# MATERIAL FOR THIS TASK:
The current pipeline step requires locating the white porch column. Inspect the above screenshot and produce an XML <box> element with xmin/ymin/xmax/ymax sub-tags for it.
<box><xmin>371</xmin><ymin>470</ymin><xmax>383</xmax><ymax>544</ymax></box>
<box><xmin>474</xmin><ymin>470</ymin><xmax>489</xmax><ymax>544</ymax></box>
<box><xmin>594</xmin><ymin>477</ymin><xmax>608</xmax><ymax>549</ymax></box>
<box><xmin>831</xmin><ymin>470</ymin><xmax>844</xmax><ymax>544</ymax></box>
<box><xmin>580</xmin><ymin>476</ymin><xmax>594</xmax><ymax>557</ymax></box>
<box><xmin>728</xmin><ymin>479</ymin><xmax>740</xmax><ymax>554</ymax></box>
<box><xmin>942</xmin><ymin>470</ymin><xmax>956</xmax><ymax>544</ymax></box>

# DIRECTIONS:
Reproduce every line of the entry above, its first line included, and shift each box coordinate by adding 110 to it.

# THE COMPLETED TASK:
The current pipeline step requires locating the white porch column. Inspect the above screenshot and produce an XML <box> element with xmin/ymin/xmax/ymax sub-tags for it.
<box><xmin>481</xmin><ymin>580</ymin><xmax>493</xmax><ymax>654</ymax></box>
<box><xmin>584</xmin><ymin>580</ymin><xmax>599</xmax><ymax>654</ymax></box>
<box><xmin>704</xmin><ymin>587</ymin><xmax>718</xmax><ymax>659</ymax></box>
<box><xmin>941</xmin><ymin>580</ymin><xmax>954</xmax><ymax>654</ymax></box>
<box><xmin>690</xmin><ymin>586</ymin><xmax>704</xmax><ymax>667</ymax></box>
<box><xmin>838</xmin><ymin>589</ymin><xmax>850</xmax><ymax>664</ymax></box>
<box><xmin>1052</xmin><ymin>580</ymin><xmax>1066</xmax><ymax>654</ymax></box>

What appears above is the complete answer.